╭─ 本文抜粋

2012年6月21日木曜日

書評『イギリス近代史講義』(川北稔、講談社現代新書、2010)ー「世界システム論」と「生活史」を融合した、日本人のための大英帝国「興亡史」



「世界システム論」と「生活史」を融合した、日本人のための大英帝国「興亡史」

本書『イギリス近代史講義』(川北稔、講談社現代新書、2010)は、著者自身が抱いている、かなり切迫感をもった危機感から語り始められている。

大学受験で世界史を選択する者が減少しているだけでなく、世の中で歴史学はすでに終わった学問だと見なされているというのだ。日本人の歴史的思考能力が劣化しつつあるのだ、と。

著者のいいたいこともわからなくはないが、わたしに言わせれば、「歴史的思考の劣化」ではなく、もともと日本人は「歴史的思考」は身についていないと思うのだが、それはまあそれは脇においておこう。

╰─

練習問題
**1.** 『イギリス近代史講義』の書評について、次の問いに答えてください。
(a) 取り上げられている本の著者名、出版元のレーベル、刊行年は何ですか。
(b) 本の著者は、危機感の根拠として歴史学をめぐるどのような状況を挙げていますか。
(c) 書評の筆者は、日本人の「歴史的思考」についてどう考えていますか。
**2.** 『イギリス近代史講義』の書評にある「大学受験で世界史を選択する者が減少しているだけでなく、世の中で歴史学はすでに終わった学問だと見なされているというのだ。」という一文を英語に訳してください。
**3.** 『イギリス近代史講義』の書評を、最後の文の後から書き継いでください。

╭─ 記録データ

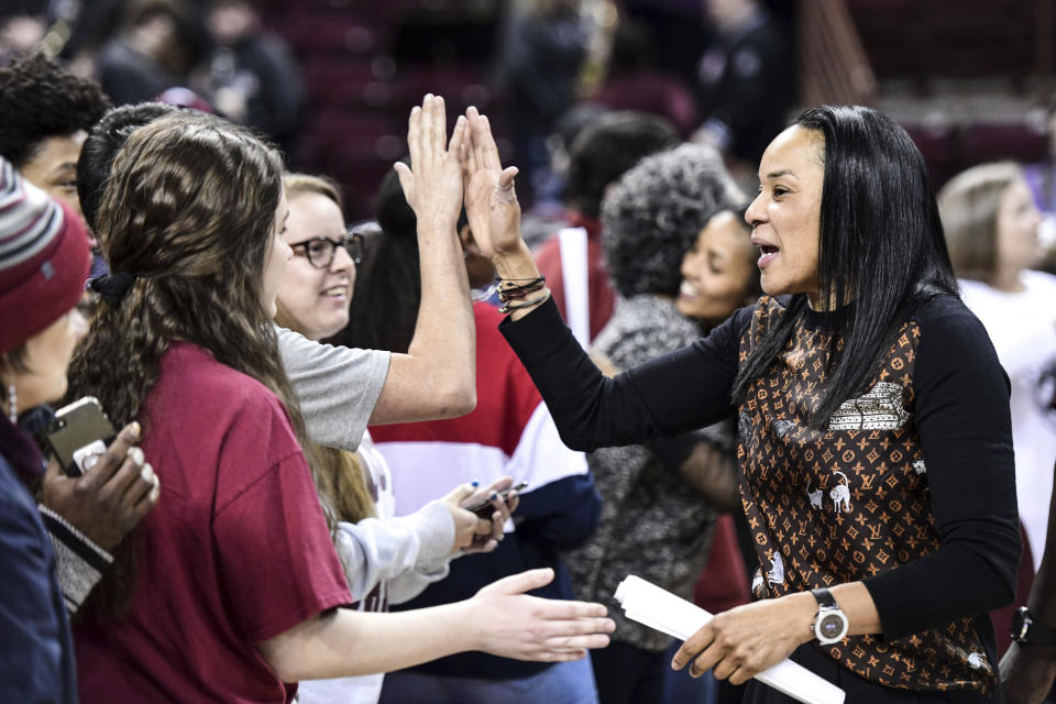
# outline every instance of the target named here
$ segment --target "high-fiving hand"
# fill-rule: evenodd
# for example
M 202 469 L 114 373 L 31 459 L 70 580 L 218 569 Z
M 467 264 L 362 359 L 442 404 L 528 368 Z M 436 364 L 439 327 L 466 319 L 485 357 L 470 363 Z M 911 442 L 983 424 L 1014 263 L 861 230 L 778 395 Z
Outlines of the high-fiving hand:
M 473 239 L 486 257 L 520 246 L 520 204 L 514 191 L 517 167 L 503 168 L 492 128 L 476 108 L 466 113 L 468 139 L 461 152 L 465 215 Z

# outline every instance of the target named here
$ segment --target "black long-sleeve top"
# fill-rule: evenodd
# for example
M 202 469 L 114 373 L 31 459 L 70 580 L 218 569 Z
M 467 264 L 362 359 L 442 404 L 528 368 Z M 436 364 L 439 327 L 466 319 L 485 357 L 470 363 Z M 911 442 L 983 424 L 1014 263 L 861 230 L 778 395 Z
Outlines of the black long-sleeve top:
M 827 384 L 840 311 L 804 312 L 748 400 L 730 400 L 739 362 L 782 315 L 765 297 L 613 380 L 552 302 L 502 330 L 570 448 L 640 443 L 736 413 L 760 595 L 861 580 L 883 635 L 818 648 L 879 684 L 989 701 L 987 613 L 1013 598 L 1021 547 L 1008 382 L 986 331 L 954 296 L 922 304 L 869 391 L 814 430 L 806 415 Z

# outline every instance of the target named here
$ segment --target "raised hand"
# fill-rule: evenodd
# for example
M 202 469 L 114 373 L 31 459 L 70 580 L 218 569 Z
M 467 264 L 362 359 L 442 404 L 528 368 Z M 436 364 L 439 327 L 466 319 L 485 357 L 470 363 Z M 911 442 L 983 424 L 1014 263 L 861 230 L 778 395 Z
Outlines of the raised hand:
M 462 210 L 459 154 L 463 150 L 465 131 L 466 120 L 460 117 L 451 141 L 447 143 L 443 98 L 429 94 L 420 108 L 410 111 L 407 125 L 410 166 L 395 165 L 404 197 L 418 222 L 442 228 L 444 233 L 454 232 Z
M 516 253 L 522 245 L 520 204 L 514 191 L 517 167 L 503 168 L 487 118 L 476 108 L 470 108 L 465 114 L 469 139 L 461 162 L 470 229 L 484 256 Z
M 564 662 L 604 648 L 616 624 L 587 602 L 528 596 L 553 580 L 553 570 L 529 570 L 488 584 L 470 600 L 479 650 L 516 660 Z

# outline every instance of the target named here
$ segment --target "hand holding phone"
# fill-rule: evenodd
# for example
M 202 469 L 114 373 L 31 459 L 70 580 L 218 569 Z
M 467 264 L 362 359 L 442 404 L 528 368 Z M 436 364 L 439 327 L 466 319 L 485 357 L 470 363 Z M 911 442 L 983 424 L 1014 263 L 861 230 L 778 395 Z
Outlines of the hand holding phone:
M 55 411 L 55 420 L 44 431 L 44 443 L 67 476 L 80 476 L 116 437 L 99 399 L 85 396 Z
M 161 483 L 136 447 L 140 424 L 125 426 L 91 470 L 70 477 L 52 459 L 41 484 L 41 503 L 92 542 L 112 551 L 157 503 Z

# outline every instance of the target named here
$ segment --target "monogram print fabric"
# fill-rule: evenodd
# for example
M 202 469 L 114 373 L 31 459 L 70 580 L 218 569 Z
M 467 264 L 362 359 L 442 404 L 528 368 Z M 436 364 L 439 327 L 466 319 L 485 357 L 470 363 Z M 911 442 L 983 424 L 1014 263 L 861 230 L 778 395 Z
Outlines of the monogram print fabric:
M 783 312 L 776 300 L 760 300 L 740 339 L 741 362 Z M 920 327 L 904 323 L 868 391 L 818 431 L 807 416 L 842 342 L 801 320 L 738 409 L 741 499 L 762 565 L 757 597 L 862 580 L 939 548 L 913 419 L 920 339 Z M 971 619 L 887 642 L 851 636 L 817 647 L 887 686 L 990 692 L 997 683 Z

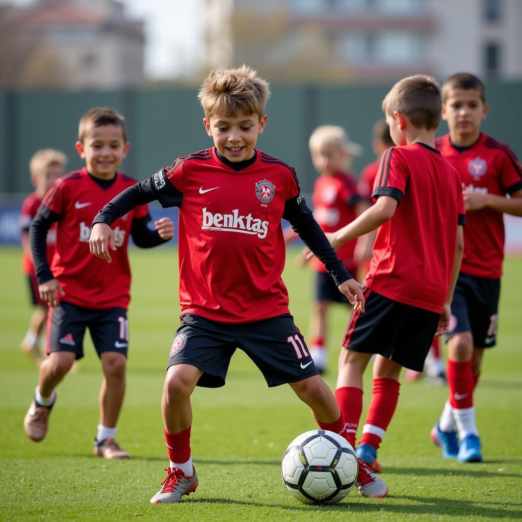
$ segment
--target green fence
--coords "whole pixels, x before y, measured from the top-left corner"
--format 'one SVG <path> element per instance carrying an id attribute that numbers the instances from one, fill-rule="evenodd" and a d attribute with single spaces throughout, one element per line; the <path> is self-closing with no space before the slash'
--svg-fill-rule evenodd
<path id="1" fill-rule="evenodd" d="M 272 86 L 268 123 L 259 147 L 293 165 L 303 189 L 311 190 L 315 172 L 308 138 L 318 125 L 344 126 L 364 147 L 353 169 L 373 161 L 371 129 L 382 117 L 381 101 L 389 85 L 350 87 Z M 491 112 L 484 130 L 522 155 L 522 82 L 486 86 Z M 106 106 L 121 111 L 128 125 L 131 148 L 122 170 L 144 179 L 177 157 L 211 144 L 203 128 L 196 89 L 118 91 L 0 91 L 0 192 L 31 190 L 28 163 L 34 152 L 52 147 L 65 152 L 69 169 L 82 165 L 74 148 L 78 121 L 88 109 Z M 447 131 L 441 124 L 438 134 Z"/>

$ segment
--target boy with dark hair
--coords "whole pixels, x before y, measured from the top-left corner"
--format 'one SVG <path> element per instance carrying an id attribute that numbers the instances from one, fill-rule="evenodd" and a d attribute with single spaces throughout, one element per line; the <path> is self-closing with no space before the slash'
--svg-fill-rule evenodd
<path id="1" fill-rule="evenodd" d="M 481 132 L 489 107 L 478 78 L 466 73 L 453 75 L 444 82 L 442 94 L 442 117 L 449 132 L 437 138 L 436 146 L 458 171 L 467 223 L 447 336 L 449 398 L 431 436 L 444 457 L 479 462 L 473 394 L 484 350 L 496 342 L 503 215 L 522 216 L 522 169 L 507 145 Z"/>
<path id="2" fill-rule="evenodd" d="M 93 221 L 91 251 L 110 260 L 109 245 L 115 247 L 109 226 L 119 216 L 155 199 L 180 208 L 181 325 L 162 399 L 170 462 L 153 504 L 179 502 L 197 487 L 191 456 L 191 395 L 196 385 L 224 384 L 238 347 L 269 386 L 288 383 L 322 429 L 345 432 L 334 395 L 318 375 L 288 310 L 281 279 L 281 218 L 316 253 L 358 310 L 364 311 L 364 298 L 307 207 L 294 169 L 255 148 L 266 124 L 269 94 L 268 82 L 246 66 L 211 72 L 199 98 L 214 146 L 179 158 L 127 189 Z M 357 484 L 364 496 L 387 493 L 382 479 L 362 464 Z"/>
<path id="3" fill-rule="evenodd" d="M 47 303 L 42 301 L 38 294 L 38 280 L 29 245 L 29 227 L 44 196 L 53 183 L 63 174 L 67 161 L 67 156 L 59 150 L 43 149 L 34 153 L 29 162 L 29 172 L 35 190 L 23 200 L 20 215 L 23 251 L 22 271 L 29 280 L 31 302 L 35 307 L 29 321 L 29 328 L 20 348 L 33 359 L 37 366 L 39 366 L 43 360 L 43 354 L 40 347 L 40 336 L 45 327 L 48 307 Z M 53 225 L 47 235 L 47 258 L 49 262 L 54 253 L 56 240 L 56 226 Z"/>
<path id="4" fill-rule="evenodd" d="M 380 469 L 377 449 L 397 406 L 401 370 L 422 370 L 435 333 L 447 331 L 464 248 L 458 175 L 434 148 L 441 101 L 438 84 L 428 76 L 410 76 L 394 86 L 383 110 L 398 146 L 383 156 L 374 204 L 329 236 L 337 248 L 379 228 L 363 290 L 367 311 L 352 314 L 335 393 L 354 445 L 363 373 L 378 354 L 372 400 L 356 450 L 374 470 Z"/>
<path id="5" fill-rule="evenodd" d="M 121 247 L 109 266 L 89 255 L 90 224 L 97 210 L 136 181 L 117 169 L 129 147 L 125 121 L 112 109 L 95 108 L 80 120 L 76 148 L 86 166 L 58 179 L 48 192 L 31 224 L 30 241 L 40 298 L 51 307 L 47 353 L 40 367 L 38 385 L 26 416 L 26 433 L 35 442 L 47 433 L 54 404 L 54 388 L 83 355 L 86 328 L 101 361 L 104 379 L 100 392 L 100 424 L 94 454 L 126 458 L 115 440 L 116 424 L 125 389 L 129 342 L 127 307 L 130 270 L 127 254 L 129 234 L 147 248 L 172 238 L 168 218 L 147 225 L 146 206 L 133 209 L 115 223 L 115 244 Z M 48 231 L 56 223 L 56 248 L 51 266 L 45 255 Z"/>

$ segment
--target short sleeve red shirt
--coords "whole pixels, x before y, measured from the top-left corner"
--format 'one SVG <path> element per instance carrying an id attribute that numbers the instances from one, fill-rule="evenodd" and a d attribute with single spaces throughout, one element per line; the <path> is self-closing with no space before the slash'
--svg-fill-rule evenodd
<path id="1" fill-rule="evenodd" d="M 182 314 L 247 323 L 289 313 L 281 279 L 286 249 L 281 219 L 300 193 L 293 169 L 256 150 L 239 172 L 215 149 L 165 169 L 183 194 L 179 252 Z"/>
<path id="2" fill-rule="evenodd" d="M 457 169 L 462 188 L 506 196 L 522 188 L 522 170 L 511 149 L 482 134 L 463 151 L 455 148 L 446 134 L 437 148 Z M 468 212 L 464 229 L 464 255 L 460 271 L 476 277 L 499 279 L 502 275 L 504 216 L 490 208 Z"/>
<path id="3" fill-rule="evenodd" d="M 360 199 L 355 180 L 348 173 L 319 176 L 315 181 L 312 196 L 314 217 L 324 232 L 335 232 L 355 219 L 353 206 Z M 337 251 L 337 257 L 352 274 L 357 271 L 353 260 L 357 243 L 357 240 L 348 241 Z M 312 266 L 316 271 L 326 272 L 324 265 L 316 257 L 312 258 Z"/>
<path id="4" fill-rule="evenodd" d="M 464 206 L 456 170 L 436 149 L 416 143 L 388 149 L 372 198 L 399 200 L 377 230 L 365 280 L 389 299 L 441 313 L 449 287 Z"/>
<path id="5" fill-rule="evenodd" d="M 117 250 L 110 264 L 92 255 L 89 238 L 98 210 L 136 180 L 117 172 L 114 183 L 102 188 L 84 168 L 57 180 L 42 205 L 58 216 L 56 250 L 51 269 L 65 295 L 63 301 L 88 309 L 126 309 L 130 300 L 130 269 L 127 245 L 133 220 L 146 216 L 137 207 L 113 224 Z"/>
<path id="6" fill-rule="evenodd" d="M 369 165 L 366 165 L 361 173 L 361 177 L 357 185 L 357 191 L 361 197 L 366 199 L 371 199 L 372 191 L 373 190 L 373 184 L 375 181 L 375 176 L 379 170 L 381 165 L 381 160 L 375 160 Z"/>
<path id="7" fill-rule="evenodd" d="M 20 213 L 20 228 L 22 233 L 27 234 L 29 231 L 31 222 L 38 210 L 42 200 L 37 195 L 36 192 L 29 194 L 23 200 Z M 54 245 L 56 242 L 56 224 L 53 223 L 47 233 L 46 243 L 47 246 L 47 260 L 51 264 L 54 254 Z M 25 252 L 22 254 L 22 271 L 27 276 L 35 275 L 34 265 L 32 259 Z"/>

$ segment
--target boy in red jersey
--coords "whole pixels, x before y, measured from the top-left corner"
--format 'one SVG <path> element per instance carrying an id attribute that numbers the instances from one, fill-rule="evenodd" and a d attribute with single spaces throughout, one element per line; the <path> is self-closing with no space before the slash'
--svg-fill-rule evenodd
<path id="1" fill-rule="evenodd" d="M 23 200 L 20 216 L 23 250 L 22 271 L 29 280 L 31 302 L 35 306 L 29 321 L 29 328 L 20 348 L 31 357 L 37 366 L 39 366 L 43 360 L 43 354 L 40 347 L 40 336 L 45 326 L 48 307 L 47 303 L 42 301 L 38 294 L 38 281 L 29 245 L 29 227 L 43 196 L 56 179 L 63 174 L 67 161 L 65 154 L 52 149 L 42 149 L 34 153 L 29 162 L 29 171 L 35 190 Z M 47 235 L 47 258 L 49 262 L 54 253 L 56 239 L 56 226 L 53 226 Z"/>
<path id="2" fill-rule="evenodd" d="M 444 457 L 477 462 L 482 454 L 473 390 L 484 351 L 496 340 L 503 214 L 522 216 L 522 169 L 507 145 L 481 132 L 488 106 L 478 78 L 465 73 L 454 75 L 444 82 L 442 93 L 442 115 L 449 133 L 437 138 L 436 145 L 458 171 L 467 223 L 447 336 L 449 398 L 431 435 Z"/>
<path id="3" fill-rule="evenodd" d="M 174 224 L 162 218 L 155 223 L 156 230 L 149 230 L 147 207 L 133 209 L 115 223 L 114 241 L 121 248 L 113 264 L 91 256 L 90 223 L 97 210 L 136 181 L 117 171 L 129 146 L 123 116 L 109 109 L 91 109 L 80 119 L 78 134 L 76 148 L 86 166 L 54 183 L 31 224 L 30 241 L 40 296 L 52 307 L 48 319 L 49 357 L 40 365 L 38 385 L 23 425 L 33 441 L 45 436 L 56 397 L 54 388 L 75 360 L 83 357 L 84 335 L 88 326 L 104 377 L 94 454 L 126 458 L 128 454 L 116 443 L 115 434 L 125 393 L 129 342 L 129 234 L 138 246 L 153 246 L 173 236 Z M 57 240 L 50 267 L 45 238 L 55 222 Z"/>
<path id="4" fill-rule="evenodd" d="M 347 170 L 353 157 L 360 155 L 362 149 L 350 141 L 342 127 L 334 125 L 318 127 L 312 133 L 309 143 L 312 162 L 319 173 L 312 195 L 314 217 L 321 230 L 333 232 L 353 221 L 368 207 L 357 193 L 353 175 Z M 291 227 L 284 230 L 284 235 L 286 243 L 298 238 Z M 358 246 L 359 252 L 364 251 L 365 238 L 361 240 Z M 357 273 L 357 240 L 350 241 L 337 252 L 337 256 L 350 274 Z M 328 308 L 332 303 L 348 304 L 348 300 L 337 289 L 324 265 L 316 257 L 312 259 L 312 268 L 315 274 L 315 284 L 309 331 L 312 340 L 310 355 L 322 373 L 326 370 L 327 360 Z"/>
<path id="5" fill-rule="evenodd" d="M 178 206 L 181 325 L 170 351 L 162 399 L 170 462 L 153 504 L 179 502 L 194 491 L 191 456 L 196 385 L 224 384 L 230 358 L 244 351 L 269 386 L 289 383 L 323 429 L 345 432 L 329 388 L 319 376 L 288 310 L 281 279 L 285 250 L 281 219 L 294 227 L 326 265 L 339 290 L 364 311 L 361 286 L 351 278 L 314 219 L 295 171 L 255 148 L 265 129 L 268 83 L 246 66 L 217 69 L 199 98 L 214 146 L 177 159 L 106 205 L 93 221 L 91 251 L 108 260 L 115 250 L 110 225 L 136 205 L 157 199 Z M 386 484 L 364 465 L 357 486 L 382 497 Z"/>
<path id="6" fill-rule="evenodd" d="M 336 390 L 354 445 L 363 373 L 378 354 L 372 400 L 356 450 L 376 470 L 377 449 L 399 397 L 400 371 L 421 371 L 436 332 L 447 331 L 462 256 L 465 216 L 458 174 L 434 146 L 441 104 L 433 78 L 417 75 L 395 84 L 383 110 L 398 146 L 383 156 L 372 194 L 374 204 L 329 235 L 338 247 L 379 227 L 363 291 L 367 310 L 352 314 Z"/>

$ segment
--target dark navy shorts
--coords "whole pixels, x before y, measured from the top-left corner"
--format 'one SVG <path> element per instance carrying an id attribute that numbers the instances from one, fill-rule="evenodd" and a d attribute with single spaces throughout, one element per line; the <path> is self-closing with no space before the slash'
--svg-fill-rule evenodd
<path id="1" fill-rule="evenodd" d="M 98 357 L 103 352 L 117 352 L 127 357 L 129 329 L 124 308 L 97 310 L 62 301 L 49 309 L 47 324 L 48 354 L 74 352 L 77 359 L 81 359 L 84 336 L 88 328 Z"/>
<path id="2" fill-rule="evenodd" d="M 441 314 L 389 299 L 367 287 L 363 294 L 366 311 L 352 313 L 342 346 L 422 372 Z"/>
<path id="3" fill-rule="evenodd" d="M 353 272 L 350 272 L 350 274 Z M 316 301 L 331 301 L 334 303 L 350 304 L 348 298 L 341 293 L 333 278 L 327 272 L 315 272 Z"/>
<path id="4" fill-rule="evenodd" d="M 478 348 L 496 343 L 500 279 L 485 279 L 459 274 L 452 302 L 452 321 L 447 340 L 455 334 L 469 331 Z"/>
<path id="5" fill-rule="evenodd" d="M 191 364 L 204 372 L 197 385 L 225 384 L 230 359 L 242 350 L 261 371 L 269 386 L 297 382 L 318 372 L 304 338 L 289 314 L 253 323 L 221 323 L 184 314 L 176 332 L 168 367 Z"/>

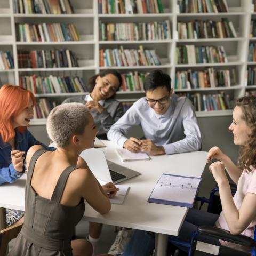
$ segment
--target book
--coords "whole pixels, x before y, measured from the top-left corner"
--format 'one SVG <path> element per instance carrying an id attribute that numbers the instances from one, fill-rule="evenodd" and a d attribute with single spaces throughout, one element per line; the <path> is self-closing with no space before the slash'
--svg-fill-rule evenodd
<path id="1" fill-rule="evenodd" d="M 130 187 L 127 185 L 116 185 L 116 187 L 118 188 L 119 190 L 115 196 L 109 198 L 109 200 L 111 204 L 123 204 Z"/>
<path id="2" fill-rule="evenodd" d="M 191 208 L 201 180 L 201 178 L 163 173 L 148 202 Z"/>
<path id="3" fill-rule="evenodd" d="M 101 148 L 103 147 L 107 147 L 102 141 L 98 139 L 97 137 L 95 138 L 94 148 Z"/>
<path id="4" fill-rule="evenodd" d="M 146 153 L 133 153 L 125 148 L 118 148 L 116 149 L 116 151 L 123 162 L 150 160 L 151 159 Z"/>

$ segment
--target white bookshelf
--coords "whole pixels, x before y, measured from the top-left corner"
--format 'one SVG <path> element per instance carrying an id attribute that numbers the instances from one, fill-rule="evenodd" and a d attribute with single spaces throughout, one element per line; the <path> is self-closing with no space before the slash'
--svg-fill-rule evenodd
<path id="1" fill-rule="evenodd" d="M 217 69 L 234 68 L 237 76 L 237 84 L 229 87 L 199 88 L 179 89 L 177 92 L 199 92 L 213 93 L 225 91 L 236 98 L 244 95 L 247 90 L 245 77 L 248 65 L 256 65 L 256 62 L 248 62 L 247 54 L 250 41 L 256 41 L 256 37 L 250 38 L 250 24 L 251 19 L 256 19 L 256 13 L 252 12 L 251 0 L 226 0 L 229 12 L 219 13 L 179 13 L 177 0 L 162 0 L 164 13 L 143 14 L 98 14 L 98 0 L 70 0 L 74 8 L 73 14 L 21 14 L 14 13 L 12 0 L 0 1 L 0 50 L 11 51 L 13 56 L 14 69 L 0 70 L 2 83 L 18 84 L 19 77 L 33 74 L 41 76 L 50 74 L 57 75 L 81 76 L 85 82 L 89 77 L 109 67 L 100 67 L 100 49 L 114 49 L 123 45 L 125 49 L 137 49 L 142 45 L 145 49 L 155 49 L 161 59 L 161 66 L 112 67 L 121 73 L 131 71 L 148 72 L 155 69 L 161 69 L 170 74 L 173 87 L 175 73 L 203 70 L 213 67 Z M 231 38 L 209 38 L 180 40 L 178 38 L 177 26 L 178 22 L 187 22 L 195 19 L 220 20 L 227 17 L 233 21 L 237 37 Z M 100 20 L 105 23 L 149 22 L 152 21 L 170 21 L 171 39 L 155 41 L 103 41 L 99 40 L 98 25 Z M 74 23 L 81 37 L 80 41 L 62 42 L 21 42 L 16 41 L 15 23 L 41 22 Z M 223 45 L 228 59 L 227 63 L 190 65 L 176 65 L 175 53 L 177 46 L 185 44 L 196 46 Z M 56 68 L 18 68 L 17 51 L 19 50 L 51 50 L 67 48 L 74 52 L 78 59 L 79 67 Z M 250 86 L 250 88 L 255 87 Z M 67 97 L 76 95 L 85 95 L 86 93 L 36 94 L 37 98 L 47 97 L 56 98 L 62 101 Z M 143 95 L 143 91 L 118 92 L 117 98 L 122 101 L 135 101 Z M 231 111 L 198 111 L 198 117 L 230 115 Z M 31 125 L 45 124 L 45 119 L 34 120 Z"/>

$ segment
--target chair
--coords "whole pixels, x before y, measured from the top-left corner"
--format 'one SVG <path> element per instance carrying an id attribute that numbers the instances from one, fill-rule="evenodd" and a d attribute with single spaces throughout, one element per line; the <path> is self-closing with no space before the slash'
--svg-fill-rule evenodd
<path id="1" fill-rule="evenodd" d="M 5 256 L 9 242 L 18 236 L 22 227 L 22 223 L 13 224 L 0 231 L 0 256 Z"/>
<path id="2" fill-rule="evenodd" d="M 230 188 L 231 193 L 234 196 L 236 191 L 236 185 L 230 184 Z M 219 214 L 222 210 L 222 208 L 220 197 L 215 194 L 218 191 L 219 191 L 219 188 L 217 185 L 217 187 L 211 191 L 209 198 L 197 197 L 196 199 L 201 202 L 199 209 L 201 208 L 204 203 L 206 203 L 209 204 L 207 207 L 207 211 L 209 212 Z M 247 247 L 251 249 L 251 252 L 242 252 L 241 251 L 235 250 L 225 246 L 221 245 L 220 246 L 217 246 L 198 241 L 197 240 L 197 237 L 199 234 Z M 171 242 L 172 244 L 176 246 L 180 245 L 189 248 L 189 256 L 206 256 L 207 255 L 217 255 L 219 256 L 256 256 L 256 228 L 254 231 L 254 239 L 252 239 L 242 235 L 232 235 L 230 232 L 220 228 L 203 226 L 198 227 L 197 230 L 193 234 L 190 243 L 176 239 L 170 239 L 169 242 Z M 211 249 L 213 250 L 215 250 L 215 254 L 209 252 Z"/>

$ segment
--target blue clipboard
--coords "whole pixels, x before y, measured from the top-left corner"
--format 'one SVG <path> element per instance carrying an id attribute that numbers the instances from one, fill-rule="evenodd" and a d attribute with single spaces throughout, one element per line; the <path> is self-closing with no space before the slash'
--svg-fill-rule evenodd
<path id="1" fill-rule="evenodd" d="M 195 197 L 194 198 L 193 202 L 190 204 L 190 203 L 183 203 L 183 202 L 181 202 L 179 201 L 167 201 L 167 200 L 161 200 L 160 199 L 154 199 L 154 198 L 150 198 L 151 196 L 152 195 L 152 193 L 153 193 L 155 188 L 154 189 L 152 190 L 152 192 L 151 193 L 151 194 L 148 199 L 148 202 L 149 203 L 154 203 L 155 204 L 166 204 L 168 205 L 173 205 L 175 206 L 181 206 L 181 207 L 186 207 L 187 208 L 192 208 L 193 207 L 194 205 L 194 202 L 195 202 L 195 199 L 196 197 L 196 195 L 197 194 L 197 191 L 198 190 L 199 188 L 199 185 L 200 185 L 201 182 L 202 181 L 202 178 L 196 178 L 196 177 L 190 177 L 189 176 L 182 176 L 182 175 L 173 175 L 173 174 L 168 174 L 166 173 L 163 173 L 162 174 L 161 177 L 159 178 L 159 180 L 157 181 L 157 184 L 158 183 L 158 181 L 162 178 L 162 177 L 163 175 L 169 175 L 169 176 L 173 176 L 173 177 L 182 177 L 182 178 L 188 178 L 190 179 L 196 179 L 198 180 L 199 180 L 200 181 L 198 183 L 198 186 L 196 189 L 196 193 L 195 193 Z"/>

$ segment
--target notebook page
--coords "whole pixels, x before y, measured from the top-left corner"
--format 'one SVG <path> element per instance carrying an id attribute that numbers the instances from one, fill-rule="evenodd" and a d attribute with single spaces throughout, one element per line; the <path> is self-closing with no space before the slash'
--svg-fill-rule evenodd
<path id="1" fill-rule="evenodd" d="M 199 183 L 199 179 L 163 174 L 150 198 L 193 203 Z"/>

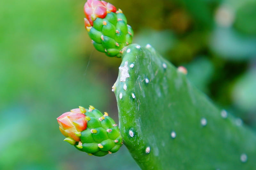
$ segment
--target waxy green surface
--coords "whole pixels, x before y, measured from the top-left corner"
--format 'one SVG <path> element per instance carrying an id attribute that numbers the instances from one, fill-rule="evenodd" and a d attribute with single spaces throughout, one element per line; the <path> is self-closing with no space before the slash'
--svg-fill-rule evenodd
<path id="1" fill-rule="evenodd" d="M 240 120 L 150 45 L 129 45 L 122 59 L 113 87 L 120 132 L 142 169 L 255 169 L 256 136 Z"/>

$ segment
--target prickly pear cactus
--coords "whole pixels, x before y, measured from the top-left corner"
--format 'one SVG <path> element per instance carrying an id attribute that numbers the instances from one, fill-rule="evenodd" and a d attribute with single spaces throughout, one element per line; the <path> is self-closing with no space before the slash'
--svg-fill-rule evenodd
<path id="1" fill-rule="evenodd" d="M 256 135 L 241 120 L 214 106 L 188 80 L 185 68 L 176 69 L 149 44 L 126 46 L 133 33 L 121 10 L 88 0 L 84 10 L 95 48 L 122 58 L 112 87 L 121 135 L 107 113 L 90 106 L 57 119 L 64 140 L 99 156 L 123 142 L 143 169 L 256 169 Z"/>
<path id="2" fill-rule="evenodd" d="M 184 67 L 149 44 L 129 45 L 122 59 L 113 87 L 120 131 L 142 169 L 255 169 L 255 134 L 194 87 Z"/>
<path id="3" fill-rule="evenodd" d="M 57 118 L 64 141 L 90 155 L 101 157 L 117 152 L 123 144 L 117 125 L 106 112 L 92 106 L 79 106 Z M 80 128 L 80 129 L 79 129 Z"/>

╰─

記述解答
**1.**
(a) 著者は川北稔、レーベルは講談社現代新書、刊行年は2010年です。
(b) 大学受験で世界史を選択する者が減少していることと、世の中で歴史学がすでに終わった学問だと見なされていることです。
(c) 「歴史的思考の劣化」ではなく、もともと日本人には「歴史的思考」が身についていないと考えています。

**2.** According to the author, not only is the number of people who choose world history for their university entrance exams declining, but history is also regarded by society as a discipline that has already run its course.

**3.**
しかし、日本人の問題意識から出発した歴史学が必要だという著者の姿勢には、まったく賛成だ。

というのも、『自分のなかに歴史をよむ』という名著を書いた阿部謹也ゼミナールに学んだ者としては、当たり前すぎるほどに「常識」だと考えているからだ。阿部謹也の師である上原専禄には、検定不合格教科書を書籍化した『日本国民のための世界史』(岩波書店、1960)という本もある。

その意味では、本書は現代に生きる日本人にとっては、ひじょうに関心のつよいテーマである「衰亡論」に正面から取り組んだものであるだけに、出版以来版を重ねており、比較的よく読まれているのであろう。本書は衰亡史だけではなく、興隆史も描いているので、あわせて興亡史というべきだろう。

「衰退論」は、歴史学の議論であるが、政治的に大いに利用されてきたと著者は本書のなかで語っている。たしかに、「衰亡論」のさきがけとなった 『ローマ帝国衰亡史』を書いた英国の政治かエドワード・ギボン自身、アメリカ植民地喪失の時代の英国人であった。現代もまた政治的な観点から語られるのが「衰亡論」である。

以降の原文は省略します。